### [What to produce]
Can you retype only the lines from the one with "target | blue jeans" through the final line of the material, exactly as given?

▶

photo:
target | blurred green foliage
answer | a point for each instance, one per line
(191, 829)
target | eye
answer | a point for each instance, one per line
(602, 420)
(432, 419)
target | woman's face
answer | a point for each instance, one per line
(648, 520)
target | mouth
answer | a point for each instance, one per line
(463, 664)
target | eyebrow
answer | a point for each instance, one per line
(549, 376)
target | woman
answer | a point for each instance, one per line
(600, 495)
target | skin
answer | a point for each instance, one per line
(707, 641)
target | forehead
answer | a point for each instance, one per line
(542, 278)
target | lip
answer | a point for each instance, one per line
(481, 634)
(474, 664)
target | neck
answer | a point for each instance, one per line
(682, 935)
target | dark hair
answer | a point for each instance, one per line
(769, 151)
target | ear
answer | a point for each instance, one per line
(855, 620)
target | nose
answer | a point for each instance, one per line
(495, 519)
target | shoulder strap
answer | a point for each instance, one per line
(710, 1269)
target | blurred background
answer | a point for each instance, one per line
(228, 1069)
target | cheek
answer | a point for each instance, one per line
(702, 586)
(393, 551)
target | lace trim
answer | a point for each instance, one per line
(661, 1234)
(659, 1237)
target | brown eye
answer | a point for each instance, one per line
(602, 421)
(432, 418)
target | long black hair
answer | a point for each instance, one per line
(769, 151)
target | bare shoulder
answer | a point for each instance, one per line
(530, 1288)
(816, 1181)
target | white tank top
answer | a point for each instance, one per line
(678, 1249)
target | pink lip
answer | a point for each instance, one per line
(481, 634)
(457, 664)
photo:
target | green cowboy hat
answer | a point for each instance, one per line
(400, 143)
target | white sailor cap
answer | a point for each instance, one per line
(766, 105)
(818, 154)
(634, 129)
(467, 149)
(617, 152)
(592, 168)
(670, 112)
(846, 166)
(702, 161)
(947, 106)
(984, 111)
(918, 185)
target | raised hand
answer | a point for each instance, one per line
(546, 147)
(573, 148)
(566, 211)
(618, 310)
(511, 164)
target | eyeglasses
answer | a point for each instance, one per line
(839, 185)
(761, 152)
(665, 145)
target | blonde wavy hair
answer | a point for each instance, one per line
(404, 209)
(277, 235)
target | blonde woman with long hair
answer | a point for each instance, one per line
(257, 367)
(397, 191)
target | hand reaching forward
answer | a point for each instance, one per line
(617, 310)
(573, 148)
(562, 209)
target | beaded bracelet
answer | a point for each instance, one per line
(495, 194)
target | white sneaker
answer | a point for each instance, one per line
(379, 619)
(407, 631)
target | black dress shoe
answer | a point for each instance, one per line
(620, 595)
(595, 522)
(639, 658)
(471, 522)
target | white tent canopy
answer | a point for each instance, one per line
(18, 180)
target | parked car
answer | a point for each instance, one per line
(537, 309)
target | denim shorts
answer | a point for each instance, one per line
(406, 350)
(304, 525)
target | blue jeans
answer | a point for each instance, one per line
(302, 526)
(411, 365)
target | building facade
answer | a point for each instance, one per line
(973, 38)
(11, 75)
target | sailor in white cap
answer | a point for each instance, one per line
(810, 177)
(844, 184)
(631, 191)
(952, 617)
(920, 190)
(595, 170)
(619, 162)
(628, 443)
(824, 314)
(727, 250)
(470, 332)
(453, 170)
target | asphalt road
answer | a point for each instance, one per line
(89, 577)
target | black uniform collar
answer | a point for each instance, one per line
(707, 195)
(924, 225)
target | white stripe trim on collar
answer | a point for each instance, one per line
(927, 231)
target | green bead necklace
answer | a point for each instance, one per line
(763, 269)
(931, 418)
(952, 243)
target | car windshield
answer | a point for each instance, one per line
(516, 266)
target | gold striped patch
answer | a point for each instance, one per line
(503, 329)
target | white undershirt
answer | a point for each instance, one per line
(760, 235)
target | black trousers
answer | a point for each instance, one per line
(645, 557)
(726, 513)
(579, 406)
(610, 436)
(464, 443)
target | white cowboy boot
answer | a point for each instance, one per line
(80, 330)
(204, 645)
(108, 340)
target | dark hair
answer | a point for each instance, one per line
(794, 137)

◀

### [Written solution]
target | blue jeans
answer | a point for each instance, one per line
(302, 526)
(411, 365)
target | building facade
answer | a point for each instance, one per line
(973, 38)
(11, 75)
target | sailor in white cap
answer | a point for each instance, one per line
(810, 177)
(844, 184)
(631, 191)
(952, 617)
(920, 190)
(595, 170)
(619, 162)
(628, 443)
(824, 314)
(727, 250)
(470, 332)
(453, 170)
target | asphalt road
answer | a point for each instance, one per line
(89, 577)
target | black uniform collar
answer | a point for each instance, one per line
(707, 195)
(924, 225)
target | white stripe trim on collar
answer | a point for each instance, one per line
(927, 231)
target | green bead necklace
answer | a point for each instance, one per line
(763, 269)
(931, 418)
(952, 243)
target | car windshield
answer | a point for each instance, one per line
(516, 266)
target | gold striped patch
answer | a point for each instance, one per line
(503, 329)
target | white undershirt
answer | a point for each instance, one per line
(760, 235)
target | black trousers
answer | a point for each instance, one per line
(645, 557)
(726, 513)
(579, 406)
(610, 436)
(464, 443)
target | white cowboy boot
answer | a point for each instance, one per line
(80, 330)
(204, 645)
(108, 340)
target | dark hair
answer | a point for each instance, one per line
(794, 137)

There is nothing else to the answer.